* [Source extract]
Johnson met with Trump at the White House to discuss the withheld aid to Ukraine just before leaving on his trip and says he told Ukrainians that Trump's reservations about releasing the aid were based on "endemic corruption and inadequate European support."
Johnson's account stands in stark contrast to comments made by Senator Murphy, who said in September—following news that a whistleblower had filed a complaint—that he heard "directly" from Zelensky that Ukraine felt pressured to investigate Hunter Biden's dealings in the country.
"Once I got on the ground there, I heard about how confused the entire new Ukrainian administration was about the nature of these demands they were getting from the Trump administration to conduct this political investigation, and that they worry that the aid that was being cut off to Ukraine by the president was a consequence for their unwillingness, at the time, to investigate the Bidens," Murphy said during a Sept. 23 press conference.
Murphy's assertion that Zelensky felt pressured to investigate the Bidens didn't come until after news of the whistleblower complaint alleging quid pro quo. His initial characterization of the meeting made no mention of Zelensky saying he thought aid was being withheld because of unwillingness to conduct an investigation, according to audio of a Sept. 11 briefing Murphy and Johnson gave to reporters that was reviewed by the Free Beacon.
After publication of this piece, a Murphy aide said the Connecticut senator's statement on Zelensky was misunderstood. In a letter Murphy sent to the House late Tuesday night, Murphy said his conclusion about Zelensky feeling pressure was based on his own interpretations—not anything Zelensky actually said.
"While I do not dispute any of Senator Johnson's factual representations regarding our meeting, I came to a very difference conclusion regarding the way that Zelensky reacted to my comments," Murphy writes in the letter.

* [Annotation dataset entries]
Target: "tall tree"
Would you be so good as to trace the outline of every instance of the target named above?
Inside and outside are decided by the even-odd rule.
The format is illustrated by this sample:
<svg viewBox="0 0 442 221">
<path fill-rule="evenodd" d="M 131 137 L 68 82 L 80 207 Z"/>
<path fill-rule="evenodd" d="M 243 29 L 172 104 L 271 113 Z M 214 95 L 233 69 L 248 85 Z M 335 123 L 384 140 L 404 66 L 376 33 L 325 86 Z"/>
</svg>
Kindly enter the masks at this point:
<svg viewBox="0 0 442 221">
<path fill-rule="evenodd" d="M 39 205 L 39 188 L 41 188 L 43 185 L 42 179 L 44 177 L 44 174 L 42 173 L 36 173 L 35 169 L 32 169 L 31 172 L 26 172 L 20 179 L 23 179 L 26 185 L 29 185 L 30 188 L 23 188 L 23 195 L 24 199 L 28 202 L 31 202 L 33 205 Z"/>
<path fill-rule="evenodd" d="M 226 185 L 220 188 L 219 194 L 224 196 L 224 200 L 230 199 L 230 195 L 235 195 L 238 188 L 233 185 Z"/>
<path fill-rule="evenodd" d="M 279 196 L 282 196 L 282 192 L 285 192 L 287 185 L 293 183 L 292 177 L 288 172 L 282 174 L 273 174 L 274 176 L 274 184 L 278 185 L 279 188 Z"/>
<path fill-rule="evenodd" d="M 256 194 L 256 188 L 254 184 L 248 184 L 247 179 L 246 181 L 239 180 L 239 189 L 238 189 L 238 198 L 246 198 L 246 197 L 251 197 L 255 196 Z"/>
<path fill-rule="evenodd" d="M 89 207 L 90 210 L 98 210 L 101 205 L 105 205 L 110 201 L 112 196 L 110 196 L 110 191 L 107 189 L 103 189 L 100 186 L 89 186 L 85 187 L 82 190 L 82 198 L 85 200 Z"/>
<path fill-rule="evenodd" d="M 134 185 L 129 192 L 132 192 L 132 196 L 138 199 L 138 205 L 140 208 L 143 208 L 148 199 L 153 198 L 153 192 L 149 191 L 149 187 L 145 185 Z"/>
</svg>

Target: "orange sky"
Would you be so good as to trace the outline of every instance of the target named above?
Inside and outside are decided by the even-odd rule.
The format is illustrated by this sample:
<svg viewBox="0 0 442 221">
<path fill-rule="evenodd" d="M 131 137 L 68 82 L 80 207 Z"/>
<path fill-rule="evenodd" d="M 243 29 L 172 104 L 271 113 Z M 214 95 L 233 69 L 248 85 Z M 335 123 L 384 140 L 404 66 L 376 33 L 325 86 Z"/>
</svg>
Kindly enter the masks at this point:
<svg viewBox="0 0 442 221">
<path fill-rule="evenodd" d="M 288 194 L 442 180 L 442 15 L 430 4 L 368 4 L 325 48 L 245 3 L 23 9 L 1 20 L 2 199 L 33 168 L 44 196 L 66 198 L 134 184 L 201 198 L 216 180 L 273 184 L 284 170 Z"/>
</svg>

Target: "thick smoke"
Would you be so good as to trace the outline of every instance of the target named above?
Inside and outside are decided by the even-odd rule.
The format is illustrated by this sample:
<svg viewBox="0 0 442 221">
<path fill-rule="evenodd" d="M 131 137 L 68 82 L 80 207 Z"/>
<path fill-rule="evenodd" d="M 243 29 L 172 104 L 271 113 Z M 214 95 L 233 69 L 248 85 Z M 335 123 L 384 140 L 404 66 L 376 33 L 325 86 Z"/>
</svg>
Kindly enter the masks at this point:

* [Goal of the exercise] From the news excerpt on the Ukraine aid dispute, reproduce word for word the passage starting with "After publication of" and going on through "Zelensky actually said.".

* [In response]
After publication of this piece, a Murphy aide said the Connecticut senator's statement on Zelensky was misunderstood. In a letter Murphy sent to the House late Tuesday night, Murphy said his conclusion about Zelensky feeling pressure was based on his own interpretations—not anything Zelensky actually said.